■ Pointing dataset excerpts ■

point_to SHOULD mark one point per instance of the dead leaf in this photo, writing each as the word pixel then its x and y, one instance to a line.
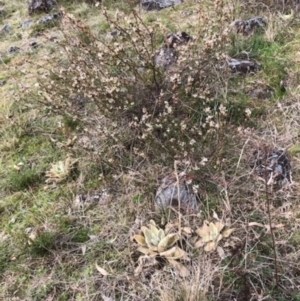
pixel 140 240
pixel 210 246
pixel 102 271
pixel 200 243
pixel 145 262
pixel 180 268
pixel 175 253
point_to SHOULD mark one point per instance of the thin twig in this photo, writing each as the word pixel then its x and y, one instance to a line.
pixel 270 219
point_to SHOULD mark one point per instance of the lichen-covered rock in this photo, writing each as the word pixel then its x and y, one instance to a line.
pixel 37 6
pixel 174 194
pixel 243 66
pixel 158 4
pixel 260 92
pixel 274 164
pixel 95 197
pixel 248 26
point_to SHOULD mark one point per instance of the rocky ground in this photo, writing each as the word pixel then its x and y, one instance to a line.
pixel 149 150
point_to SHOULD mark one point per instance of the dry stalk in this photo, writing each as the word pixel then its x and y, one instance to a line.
pixel 270 219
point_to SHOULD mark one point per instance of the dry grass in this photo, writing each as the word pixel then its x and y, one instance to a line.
pixel 49 246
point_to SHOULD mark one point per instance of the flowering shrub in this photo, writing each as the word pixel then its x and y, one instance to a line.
pixel 166 112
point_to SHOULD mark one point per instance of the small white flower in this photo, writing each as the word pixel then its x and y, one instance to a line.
pixel 248 112
pixel 203 161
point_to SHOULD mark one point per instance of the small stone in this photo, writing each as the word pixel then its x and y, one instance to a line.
pixel 159 4
pixel 171 193
pixel 261 93
pixel 273 164
pixel 26 24
pixel 13 49
pixel 47 18
pixel 243 66
pixel 33 45
pixel 37 6
pixel 5 29
pixel 248 26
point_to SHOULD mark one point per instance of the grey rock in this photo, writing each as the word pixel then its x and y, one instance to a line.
pixel 243 66
pixel 95 197
pixel 248 26
pixel 171 193
pixel 273 164
pixel 5 29
pixel 48 18
pixel 37 6
pixel 26 24
pixel 261 93
pixel 158 4
pixel 13 49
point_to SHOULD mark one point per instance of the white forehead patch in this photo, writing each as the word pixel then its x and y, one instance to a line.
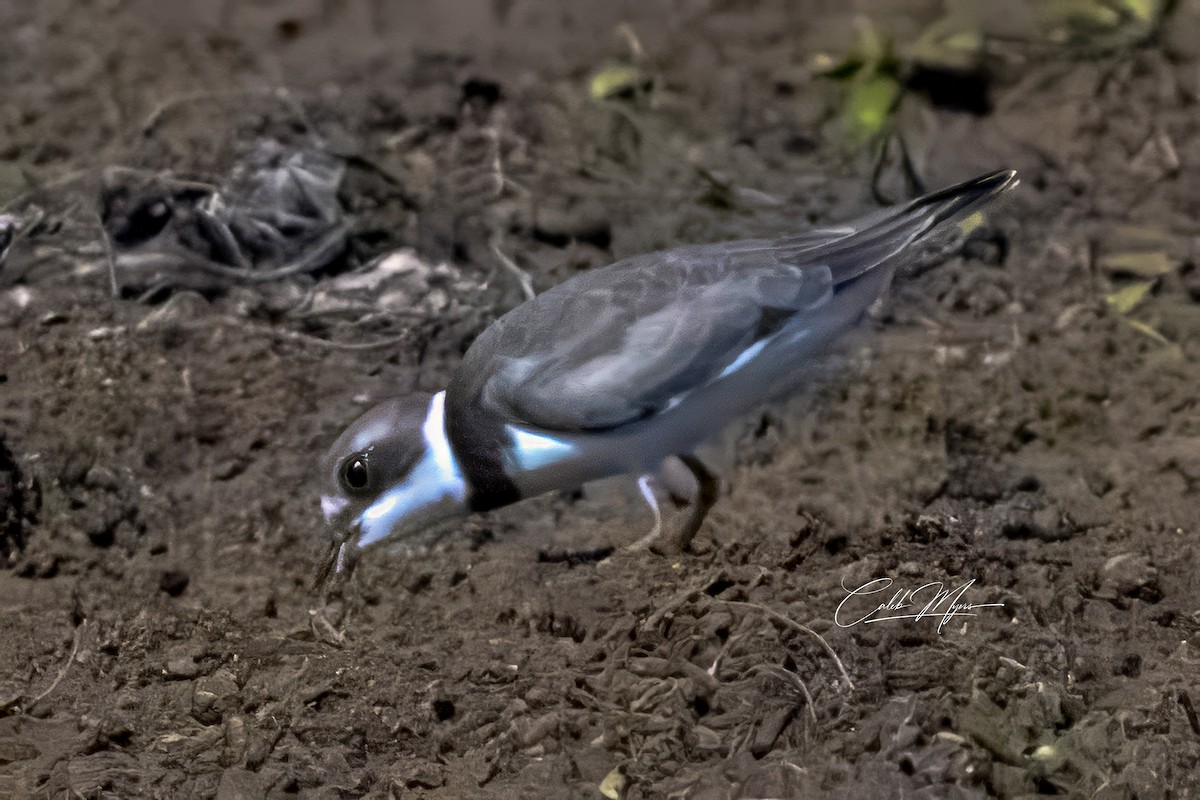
pixel 433 488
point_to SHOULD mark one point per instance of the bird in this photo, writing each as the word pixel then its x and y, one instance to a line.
pixel 619 368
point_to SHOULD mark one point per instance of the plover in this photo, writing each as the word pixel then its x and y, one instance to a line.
pixel 619 368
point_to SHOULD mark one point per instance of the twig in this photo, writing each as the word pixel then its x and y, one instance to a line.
pixel 791 623
pixel 109 256
pixel 790 677
pixel 522 277
pixel 63 672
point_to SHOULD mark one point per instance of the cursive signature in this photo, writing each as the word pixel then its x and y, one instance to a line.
pixel 931 600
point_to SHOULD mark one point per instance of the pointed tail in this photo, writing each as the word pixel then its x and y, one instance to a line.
pixel 874 240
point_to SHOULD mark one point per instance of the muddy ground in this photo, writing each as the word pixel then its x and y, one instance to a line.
pixel 1024 416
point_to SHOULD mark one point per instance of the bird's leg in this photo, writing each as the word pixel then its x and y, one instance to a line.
pixel 708 488
pixel 643 483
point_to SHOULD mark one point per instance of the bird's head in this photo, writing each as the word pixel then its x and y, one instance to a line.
pixel 390 474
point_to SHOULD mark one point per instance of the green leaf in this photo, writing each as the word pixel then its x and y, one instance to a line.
pixel 617 82
pixel 869 107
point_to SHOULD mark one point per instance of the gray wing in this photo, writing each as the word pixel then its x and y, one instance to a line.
pixel 625 342
pixel 622 343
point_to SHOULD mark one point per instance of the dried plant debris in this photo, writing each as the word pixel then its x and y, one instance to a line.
pixel 276 216
pixel 1092 25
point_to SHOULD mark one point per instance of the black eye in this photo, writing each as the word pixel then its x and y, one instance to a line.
pixel 355 476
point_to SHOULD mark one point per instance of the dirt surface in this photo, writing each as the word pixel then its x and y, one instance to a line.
pixel 1014 423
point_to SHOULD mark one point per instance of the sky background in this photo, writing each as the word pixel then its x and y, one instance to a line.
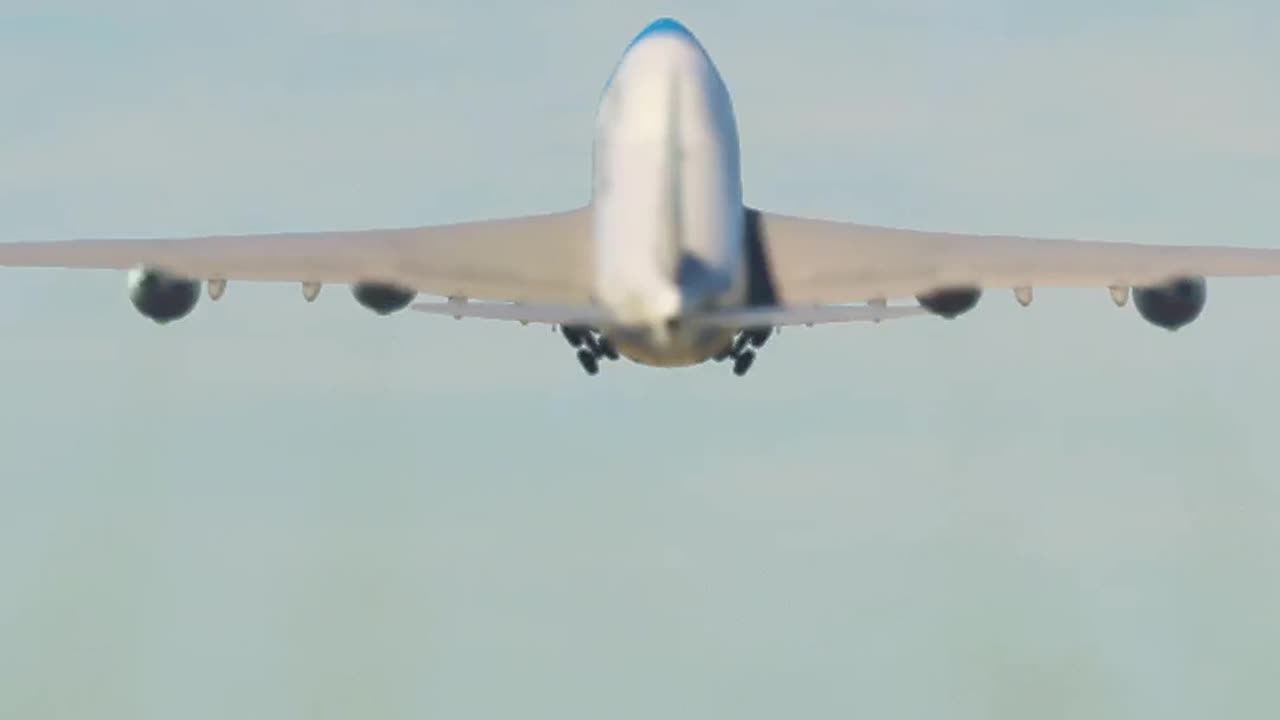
pixel 284 510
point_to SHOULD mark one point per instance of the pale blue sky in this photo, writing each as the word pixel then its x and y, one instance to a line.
pixel 286 510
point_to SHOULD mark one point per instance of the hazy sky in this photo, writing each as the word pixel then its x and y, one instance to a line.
pixel 292 511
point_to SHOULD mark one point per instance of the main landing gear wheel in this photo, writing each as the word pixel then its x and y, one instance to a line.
pixel 589 363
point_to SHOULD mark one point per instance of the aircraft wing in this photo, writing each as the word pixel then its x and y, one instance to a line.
pixel 536 258
pixel 824 261
pixel 731 318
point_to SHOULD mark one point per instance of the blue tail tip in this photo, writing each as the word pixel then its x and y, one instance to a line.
pixel 663 26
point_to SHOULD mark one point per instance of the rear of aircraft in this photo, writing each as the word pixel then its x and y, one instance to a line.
pixel 667 192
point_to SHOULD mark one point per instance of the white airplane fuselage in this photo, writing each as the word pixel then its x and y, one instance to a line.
pixel 667 200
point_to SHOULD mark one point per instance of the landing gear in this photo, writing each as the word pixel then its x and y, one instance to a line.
pixel 741 349
pixel 589 361
pixel 592 346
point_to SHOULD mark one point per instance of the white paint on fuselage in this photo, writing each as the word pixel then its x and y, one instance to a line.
pixel 667 199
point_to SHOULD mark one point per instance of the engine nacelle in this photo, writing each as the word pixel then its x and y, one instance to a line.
pixel 161 296
pixel 383 299
pixel 950 302
pixel 1171 305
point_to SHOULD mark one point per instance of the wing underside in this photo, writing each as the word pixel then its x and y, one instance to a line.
pixel 535 259
pixel 734 318
pixel 824 261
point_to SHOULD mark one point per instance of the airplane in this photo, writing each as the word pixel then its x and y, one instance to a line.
pixel 666 264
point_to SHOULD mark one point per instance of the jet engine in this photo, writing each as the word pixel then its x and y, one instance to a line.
pixel 161 296
pixel 383 299
pixel 1171 305
pixel 950 302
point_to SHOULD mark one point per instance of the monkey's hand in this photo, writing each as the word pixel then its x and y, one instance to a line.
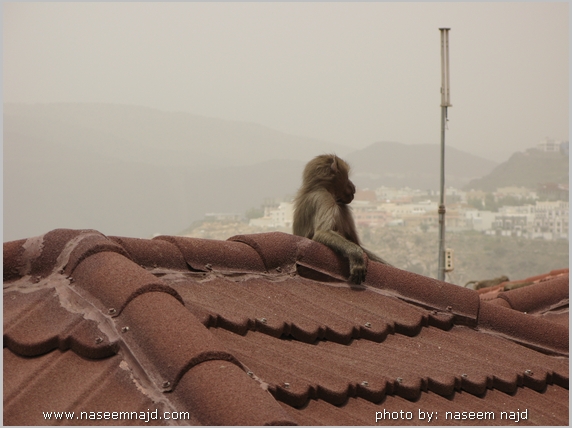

■ What to do ■
Reproduce the listing above word for word in its entirety, omitting the pictures.

■ Correct result ■
point_to SHOULD mark one point per instance of the dead leaf in this photo, writing each as the word pixel then its x and y, one instance to a line.
pixel 140 240
pixel 210 246
pixel 102 271
pixel 200 243
pixel 145 262
pixel 180 268
pixel 175 253
point_to SHOULD mark one point per instance of the thin twig in this photo, writing each as the word pixel then its x and y, one instance to a line.
pixel 270 219
point_to SHOULD mark one point per instance of the lichen-covered rock in this photo, writing each as the word pixel then its x and y, one instance to a line.
pixel 37 6
pixel 174 194
pixel 243 66
pixel 158 4
pixel 260 92
pixel 274 164
pixel 95 197
pixel 248 26
point_to SHOULD mark one point per instance of the rocky ground in this photo, writing each as the word pixel then its x and y, one instance to a line.
pixel 149 150
point_to SHOULD mark one point per instance of the dry stalk in this photo, writing each as the word pixel then its x and y, one instance to a line.
pixel 270 219
point_to SHOULD mark one point per instance of the dry grass in this photo, writing each as the word pixel then its x and y, one instance to a line.
pixel 49 246
point_to SHOULD mark one point per instance of the flowering shrub in this photo, writing each as the word pixel then its x and y, one instance to a line.
pixel 166 112
point_to SHOULD mark one point per instance of the small white flower in this photo, writing each as the word pixel then its x and y, one instance to a line.
pixel 248 112
pixel 203 161
point_to SHOULD mark one point per instance of the small stone in this photo, writing each as the word pixel then its x and y, one instance to a line.
pixel 159 4
pixel 171 193
pixel 261 93
pixel 273 164
pixel 26 24
pixel 13 49
pixel 47 18
pixel 243 66
pixel 33 45
pixel 37 6
pixel 5 29
pixel 248 26
point_to SHOULD mark one point per instance of the grey rock in this photo, writing each as the word pixel then its x and y, one instance to a line.
pixel 243 66
pixel 95 197
pixel 248 26
pixel 171 193
pixel 273 164
pixel 5 29
pixel 48 18
pixel 37 6
pixel 26 24
pixel 261 93
pixel 158 4
pixel 13 49
point_to SHOULD mark one point per instance of the white forehead patch in this photo, writing each as the word pixel then its x and y, one instance to a line.
pixel 433 488
point_to SHOULD mark one point per instance of the bird in this photo, writing each as the word pixel then its x and y, one instance to a line.
pixel 619 368
point_to SHOULD mark one point per instance of the plover in this photo, writing each as the word pixel then its x and y, one instance to a line.
pixel 619 368
point_to SHOULD mark one point per instance of the twig in this photo, writing each as the word pixel then its x and y, one instance to a line.
pixel 791 623
pixel 109 256
pixel 790 677
pixel 522 277
pixel 63 672
point_to SHOULD mark one point per instance of the cursive signature in this photo, writing each as the word pixel then its x and y, one instance to a line.
pixel 931 600
point_to SHOULD mark one point per instance of the pointed tail in this photo, writing each as the word pixel then its x and y, one instance to a line.
pixel 874 240
point_to SHOULD mark one point per instance of the muddy ground in this photo, writing each as the word pixel then its x and y, one instance to a line.
pixel 1024 416
point_to SHOULD mark one point per instance of the bird's leg in this photo, writing each as the word pixel then its x and y, one instance to a line.
pixel 708 488
pixel 643 483
point_to SHOULD mark one point per instance of the bird's head in this photo, writing each as the word pixel then its x and y, one instance to a line.
pixel 390 474
point_to SHOULD mark one point per instance of the green leaf in this photo, writing each as the word pixel then its x and y, one instance to a line.
pixel 617 82
pixel 869 107
point_to SHOULD mark one point per instance of the gray wing in this photo, writing each as the word pixel then its x and y, one instance to a line.
pixel 625 342
pixel 622 343
point_to SHOULD mark one point per instance of the dried plant debris in this photo, writing each as the word pixel then its x and y, one instance to a line.
pixel 276 216
pixel 1092 25
point_to SHOULD mark one point per instance of the black eye in this photo, writing each as the word pixel then its x and y, one instance to a line.
pixel 355 476
point_to SHOULD mark one point per instance of the dirt surface in this photo, writing each as the word pixel then its x and y, one instance to a line.
pixel 1014 423
point_to SHOULD mark one point per instance of the sky background in this photo, writing each as the word pixel then its x and y, one instance to a line.
pixel 284 510
point_to SHOULD mark one point per instance of the pale blue sky in this photo, writing each as the word pixel then its x and y, one instance to a line.
pixel 286 510
point_to SHOULD mark one point per instance of the hazy sky in this photo, writing each as the word pixel then its x and y, one instance to a line.
pixel 292 511
point_to SHOULD mark one point per instance of the main landing gear wheel in this photo, writing each as the word pixel then its x and y, one instance to a line.
pixel 589 363
point_to SHOULD mark one point per instance of the aircraft wing in this photo, writing each as the word pixel then its x and y, one instance to a line.
pixel 536 258
pixel 824 261
pixel 731 318
point_to SHOULD mark one point per instance of the blue tail tip in this photo, writing each as the word pixel then its x and y, one instance to a line.
pixel 663 26
point_to SHOULD mark one point per instance of the rear of aircraft in this photo, writing each as the word pixel then its x and y, one instance to a line.
pixel 667 192
point_to SHOULD mark one point per instance of the white airplane fuselage in this photo, writing each as the word pixel then its x and y, one instance to a line.
pixel 667 200
point_to SHOULD mark one point per instance of the landing gear in this photo, writing each as the word pixel then its x and y, one instance to a line.
pixel 741 349
pixel 589 361
pixel 592 346
point_to SHOULD mark one point per instance of the white paint on fuselage in this photo, writing each as the word pixel then its x and y, one instance to a line.
pixel 667 199
point_to SHOULD mark one point per instance of the engine nacelle in this photo, writing each as the word pixel then its x and y, one instance to a line.
pixel 161 296
pixel 383 299
pixel 950 302
pixel 1171 305
point_to SHOULD mark one point per instance of the wing underside in this photo, writing each as the word pixel then its x and y, one instance to a line.
pixel 535 259
pixel 734 318
pixel 824 261
point_to SHOULD mark one point per instance of the airplane in this photo, writing each as the word pixel then its x and y, one instance to a line.
pixel 666 264
point_to SHOULD mark one point per instance of the jet engine in this photo, writing each as the word pixel then its x and y, one instance to a line.
pixel 161 296
pixel 383 299
pixel 1171 305
pixel 950 302
point_to SHOULD mark one point per instance of the monkey's hand in this photo, writing each as the word pixel then its x and y, one instance to a line.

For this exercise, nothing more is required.